◆ TEKS YANG DITAMPILKAN:
Jumat, 19 Juni 2015

Peduli Diri Sendiri?, No Worry Lah Yau!: About Me and Cancer



Gue segera nelpon om jutek tapi selalu menjadi yang terbaik buat gue pas denger kabar dia sakit dan harus dioperasi tapi entah karena alasan apa dia nolak untuk dioperasi. Dia lebih memilih membiarkan sakitnya memburuk. Dengan gaya orang yang paham dengan dunia kedokteran (padahal gue hanya pernah bekerja di kamar operasi dan sudah pernah melihat orang dengan berbagai penyakit di operasi di depan mata), gue berhasil meyakinkan om gue itu supaya dia mau mengikuti prosedur medis yang dokter sarankan. 

“Gue nggak mau seumur hidup gue harus buang air besar melalui lubang yang dibuat di perut gue.”

“Ayolah om!, ini nggak akan separah seperti yang om khawatirkan. Aku pernah ngeliat orang dengan sakit seperti yang om alami saat ini bahkan mungkin lebih parah. Mereka memang harus menggunakan kantong diatermi, tapi kalau lukanya sudah sembuh, om bisa BAB pake anus om lagi. Percaya deh!” ucap gue penuh percaya diri.

“Tapi dokter bilang ini akan jadi permanen. Om nggak mau!” Gue berpikir sejenak. Oke gue ngerti. Siapa pun orangnya yang nggak pernah bersentuhan dengan dunia kedokteran pasti bakal berpikiran yang enggak-enggak kalau mendengar kata ‘operasi’. Bahkan perawat yang tidak pernah bekerja di kamar operasi (meskipun waktu pendidikan keperawatan mereka pernah sedikit belajar di kamar operasi), mereka akan bertanya ini-itu dan suka ngeri membayangkan pasien mereka yang akan atau telah selesai dioperasi karena berbagai penyakitnya. Jadi gue juga nggak akan nyalahin om gue yang sudah parno duluan karena diagnosis dokter yang menyatakan bahwa dia menderita kanker anal. Apalagi anus adalah salah satu organ vital manusia, maksud gue, hampir setiap hari makhluk hidup normal harus buang air besar melalui anus, dan sudah beberapa bulan terakhir om gue menderita karena setiap BAB pasti berdarah.

“Ckk!, nggak gitu om. Sakit kanker atau tumor, kalau semakin lama didiemin maka dia akan semakin parah. Emang om mau nanti anusnya membusuk?. Gimana hasil pemeriksaannya?”

“Dokter bilang kankernya sudah membentuk lingkaran, jadi bakal ditutup permanen.” Ucapnya prustasi, ada nada ngeri dari setiap kata yang keluar dari mulutnya di sebrang sana.

◆ CUPLIKAN DATA:
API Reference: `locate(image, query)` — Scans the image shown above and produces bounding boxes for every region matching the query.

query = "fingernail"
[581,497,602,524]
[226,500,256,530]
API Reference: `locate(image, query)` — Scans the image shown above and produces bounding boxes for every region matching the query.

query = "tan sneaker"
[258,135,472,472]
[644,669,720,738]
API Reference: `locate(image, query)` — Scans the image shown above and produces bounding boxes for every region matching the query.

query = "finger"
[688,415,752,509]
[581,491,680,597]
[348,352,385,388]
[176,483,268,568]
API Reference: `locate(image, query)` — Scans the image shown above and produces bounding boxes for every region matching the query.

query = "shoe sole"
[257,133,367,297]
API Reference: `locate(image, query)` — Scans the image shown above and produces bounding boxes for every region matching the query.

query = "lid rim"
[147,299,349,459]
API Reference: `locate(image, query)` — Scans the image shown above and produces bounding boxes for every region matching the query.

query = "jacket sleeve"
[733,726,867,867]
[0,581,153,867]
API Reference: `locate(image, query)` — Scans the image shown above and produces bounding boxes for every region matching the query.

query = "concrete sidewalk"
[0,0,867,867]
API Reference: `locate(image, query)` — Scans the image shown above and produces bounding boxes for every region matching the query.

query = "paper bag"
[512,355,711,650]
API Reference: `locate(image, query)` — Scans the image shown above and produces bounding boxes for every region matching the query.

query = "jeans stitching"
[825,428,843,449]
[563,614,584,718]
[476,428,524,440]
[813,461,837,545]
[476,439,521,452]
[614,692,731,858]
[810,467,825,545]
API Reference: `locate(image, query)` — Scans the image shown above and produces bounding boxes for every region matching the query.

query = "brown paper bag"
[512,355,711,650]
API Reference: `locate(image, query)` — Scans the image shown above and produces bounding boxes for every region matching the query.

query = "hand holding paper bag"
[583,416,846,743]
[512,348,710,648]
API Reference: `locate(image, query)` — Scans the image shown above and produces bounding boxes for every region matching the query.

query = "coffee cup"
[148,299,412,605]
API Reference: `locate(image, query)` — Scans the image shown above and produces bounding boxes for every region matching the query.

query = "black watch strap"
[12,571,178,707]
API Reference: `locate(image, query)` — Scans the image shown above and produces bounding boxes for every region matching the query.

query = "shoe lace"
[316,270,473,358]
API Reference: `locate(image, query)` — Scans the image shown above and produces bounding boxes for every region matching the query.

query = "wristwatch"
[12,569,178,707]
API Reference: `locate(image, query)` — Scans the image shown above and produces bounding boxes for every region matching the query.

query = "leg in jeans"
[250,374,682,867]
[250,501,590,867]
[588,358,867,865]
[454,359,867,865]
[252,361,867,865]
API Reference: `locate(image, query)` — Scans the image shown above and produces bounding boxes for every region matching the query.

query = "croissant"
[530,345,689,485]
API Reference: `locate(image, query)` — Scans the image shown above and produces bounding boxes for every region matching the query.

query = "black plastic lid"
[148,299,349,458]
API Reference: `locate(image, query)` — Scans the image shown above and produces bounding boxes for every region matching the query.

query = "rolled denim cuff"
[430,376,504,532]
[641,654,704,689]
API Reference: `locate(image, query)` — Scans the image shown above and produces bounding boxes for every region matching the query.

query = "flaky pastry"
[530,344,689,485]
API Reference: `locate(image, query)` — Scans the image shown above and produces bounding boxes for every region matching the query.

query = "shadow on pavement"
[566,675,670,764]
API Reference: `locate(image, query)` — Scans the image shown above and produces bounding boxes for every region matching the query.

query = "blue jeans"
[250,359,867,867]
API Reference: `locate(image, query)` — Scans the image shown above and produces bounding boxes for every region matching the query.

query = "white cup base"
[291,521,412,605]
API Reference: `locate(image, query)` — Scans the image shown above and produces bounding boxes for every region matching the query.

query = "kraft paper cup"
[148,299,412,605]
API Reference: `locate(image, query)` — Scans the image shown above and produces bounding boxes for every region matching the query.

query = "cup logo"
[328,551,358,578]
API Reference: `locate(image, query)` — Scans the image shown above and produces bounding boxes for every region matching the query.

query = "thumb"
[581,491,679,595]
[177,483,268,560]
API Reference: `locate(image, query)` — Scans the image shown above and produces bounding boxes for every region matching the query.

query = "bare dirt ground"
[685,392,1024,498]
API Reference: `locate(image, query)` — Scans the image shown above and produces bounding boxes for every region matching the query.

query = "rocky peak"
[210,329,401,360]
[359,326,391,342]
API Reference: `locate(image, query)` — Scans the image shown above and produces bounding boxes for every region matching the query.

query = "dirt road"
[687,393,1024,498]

◆ PETUNJUK LATIHAN:
Tolong tuliskan kembali bagian tulisan tentang kanker di atas, mulai dari "Jumat, 19 Juni" sampai dengan "yang dokter sarankan.".

◆ SOAL TERJAWAB:
Jumat, 19 Juni 2015

Peduli Diri Sendiri?, No Worry Lah Yau!: About Me and Cancer



Gue segera nelpon om jutek tapi selalu menjadi yang terbaik buat gue pas denger kabar dia sakit dan harus dioperasi tapi entah karena alasan apa dia nolak untuk dioperasi. Dia lebih memilih membiarkan sakitnya memburuk. Dengan gaya orang yang paham dengan dunia kedokteran (padahal gue hanya pernah bekerja di kamar operasi dan sudah pernah melihat orang dengan berbagai penyakit di operasi di depan mata), gue berhasil meyakinkan om gue itu supaya dia mau mengikuti prosedur medis yang dokter sarankan.